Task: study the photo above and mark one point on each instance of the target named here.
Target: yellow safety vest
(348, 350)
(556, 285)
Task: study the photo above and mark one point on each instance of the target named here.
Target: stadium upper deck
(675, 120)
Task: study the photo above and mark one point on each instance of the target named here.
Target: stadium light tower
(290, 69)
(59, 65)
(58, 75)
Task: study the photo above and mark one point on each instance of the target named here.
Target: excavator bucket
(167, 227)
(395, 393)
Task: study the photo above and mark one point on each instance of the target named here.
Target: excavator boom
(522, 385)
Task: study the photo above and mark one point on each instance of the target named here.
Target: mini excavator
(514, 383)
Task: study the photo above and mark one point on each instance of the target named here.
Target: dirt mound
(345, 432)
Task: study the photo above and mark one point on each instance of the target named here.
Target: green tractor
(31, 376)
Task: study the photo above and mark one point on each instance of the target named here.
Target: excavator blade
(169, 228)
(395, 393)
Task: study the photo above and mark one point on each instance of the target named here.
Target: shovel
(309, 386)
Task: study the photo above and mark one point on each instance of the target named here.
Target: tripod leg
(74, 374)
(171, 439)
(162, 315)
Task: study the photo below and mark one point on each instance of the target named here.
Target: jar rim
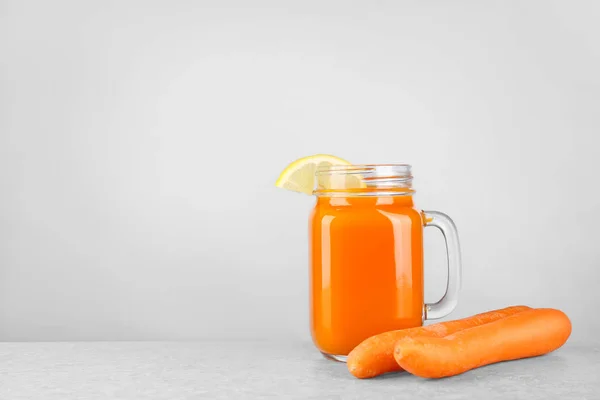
== == ==
#### Required task
Format the material as a numbered list, starting at the line that contains "Task: study the photo below" and continuing through the end of the material, with both ends included. Omit blank lines and leave out the pictures.

#### Task output
1. Task: study the photo below and mark one point on each instance of the target named here.
2. Target: jar rim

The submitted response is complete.